* [DATA SUPPLIED]

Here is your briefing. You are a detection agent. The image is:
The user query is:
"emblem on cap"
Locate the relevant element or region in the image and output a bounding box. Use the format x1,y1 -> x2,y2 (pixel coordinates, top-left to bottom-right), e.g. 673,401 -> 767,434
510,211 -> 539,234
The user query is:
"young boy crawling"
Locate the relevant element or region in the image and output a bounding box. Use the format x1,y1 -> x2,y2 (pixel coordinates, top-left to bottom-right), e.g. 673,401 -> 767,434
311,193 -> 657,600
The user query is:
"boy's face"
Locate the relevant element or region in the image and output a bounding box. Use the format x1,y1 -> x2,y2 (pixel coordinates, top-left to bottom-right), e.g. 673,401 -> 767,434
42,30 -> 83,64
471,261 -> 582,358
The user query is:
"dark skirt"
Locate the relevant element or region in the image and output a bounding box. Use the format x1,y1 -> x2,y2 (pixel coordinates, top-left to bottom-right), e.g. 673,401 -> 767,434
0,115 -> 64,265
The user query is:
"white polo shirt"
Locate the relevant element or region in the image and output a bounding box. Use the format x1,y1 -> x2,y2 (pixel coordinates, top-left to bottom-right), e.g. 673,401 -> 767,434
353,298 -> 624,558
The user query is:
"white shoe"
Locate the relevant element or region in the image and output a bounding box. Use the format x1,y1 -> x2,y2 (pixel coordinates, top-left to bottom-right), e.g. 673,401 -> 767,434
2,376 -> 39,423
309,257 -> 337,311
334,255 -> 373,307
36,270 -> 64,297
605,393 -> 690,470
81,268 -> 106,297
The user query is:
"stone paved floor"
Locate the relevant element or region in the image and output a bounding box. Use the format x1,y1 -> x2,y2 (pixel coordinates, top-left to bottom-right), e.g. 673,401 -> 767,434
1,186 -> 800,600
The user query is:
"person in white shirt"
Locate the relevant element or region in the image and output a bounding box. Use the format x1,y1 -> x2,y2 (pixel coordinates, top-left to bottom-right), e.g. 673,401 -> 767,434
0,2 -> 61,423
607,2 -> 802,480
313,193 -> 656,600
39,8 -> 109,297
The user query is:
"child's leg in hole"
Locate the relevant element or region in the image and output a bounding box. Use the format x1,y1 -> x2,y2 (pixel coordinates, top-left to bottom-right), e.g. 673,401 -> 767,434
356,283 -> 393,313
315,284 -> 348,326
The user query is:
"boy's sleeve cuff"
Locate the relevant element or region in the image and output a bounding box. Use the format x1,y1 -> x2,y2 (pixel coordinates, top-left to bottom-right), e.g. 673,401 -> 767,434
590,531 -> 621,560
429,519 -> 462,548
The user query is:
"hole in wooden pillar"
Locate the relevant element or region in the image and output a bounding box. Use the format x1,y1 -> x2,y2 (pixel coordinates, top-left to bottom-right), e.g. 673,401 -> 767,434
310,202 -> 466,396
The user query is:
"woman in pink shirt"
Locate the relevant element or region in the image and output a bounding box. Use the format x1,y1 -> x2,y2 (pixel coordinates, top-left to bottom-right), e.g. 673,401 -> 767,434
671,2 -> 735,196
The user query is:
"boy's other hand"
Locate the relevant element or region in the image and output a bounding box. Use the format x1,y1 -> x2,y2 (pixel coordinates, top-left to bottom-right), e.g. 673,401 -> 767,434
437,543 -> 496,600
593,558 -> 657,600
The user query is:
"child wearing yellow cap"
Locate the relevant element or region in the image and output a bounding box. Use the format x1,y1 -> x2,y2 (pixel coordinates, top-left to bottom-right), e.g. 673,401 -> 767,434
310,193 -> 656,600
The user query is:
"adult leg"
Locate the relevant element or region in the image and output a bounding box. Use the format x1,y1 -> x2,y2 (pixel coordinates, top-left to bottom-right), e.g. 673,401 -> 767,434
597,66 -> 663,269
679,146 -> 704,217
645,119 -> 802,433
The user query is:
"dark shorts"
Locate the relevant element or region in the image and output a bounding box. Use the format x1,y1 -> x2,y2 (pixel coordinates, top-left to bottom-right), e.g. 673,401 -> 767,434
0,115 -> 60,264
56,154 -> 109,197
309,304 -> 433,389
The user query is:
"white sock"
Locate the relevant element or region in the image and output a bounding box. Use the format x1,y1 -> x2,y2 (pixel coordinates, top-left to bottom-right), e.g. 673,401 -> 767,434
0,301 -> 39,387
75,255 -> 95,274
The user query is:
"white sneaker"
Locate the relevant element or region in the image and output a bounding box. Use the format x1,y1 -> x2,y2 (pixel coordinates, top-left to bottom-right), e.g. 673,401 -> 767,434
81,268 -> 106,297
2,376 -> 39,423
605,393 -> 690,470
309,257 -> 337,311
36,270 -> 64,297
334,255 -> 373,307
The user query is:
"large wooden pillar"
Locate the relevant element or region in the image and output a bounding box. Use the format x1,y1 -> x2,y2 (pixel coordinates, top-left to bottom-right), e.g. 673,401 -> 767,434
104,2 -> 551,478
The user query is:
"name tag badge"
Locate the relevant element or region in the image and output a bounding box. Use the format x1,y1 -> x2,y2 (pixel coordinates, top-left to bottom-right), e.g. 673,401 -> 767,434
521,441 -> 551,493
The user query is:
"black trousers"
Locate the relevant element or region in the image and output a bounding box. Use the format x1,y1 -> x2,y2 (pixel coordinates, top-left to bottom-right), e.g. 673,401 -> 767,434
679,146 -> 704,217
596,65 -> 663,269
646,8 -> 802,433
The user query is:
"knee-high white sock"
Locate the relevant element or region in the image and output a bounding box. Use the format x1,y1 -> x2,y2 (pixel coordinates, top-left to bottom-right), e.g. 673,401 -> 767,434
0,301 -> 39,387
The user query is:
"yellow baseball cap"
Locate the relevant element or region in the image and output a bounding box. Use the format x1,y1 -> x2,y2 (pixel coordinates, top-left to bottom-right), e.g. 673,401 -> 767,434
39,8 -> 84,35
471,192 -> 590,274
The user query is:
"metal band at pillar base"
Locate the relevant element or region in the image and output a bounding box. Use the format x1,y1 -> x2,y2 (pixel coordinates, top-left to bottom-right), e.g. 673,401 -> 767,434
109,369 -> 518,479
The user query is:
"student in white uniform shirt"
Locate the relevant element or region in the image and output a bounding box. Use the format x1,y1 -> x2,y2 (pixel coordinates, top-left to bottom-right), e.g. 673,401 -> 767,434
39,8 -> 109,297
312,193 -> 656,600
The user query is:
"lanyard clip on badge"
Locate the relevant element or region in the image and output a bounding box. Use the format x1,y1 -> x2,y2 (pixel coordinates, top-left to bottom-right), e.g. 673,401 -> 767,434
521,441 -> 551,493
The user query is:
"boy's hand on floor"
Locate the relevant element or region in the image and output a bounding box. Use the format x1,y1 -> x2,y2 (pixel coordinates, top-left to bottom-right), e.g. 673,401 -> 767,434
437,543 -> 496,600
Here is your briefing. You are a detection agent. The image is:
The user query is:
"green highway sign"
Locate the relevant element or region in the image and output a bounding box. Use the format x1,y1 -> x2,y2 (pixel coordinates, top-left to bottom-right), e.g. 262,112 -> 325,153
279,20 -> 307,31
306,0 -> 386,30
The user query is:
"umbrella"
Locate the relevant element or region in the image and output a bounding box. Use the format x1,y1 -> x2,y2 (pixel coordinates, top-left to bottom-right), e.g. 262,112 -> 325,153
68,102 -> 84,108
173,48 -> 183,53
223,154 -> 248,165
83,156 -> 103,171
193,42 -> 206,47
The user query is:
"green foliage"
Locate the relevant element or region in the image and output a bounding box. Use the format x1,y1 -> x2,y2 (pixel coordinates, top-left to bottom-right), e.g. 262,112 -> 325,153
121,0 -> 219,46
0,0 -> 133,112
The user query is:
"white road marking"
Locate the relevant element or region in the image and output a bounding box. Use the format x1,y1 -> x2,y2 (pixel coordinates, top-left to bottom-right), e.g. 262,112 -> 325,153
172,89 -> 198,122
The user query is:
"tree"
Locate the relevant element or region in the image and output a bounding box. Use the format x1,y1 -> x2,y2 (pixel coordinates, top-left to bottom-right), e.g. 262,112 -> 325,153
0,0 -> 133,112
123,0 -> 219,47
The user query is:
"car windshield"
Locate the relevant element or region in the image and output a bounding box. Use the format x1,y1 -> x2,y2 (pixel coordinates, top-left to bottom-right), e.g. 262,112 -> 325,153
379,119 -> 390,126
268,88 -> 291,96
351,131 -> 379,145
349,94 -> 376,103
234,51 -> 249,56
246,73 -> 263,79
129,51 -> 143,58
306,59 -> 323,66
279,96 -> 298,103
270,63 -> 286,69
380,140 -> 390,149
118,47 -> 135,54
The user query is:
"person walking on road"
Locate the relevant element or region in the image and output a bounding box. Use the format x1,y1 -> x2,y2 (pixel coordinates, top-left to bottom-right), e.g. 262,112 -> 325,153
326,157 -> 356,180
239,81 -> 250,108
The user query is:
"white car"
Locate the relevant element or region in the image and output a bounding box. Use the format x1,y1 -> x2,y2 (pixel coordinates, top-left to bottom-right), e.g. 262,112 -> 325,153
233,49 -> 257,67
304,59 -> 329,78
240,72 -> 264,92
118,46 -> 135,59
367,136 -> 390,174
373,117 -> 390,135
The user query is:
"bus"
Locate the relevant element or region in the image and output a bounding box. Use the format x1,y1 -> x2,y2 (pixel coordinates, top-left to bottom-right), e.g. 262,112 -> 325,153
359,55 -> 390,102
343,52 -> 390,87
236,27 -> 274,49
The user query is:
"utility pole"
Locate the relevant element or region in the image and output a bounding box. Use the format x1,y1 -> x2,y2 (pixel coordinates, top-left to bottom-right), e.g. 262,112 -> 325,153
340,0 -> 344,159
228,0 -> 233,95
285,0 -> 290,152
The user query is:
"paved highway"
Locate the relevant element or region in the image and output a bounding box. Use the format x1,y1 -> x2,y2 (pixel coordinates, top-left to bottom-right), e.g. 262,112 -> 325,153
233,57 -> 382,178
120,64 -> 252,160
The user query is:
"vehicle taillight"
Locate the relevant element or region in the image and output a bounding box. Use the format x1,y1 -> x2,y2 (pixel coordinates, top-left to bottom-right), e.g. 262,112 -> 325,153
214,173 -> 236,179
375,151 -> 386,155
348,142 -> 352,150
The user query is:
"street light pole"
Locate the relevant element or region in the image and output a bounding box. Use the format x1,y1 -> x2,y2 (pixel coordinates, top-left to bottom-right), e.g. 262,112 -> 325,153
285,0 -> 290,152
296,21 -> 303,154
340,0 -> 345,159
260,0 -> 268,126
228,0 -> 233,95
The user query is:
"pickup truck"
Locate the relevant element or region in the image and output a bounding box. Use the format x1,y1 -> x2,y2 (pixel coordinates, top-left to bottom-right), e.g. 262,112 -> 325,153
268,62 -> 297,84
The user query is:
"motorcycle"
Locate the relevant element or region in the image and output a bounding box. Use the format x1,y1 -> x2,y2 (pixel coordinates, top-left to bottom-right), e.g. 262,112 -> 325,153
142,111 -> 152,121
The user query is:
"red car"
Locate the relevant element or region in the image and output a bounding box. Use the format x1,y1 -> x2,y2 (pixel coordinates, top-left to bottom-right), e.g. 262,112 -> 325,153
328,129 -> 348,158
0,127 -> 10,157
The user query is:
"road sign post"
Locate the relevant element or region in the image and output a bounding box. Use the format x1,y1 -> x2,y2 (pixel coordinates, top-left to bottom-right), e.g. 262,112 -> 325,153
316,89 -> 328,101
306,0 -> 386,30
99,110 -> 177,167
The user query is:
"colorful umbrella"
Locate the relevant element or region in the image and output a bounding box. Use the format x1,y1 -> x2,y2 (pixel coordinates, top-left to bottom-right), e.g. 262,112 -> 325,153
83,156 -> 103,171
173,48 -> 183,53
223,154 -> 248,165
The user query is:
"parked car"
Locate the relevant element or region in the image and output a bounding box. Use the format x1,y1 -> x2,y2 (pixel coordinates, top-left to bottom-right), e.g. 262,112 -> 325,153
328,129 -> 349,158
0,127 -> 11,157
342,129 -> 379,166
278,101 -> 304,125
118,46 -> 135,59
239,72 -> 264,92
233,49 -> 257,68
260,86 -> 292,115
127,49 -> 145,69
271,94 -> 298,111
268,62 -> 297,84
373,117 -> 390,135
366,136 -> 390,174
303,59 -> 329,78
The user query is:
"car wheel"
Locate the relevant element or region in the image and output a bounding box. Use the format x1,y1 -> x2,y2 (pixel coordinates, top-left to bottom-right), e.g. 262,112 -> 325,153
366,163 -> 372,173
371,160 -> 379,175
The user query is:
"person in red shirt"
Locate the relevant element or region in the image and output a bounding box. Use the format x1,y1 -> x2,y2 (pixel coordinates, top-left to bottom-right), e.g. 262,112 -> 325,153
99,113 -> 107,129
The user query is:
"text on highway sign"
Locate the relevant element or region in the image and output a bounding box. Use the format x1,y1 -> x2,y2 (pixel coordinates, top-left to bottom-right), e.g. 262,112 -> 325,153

* [WHAT TO DO] Copy the listing from its first line up to and including the line with "311,193 -> 657,600", swapping "crawling" for "sitting" and changing nothing else.

* [FINISHED EXERCISE]
Here is your briefing. You are a detection agent. The image is:
The user query is:
"emblem on cap"
Locate the relevant element or region in the image and output a bounding box. Use the format x1,y1 -> x2,y2 (pixel coordinates, top-left to bottom-right), e.g. 673,401 -> 767,434
510,211 -> 539,234
The user query is:
"young boy sitting"
Locate the relevant element or region in the image and output a bounding box. Use the format x1,y1 -> x2,y2 (pixel coordinates, top-left to bottom-right), e.g. 673,401 -> 767,434
311,193 -> 657,600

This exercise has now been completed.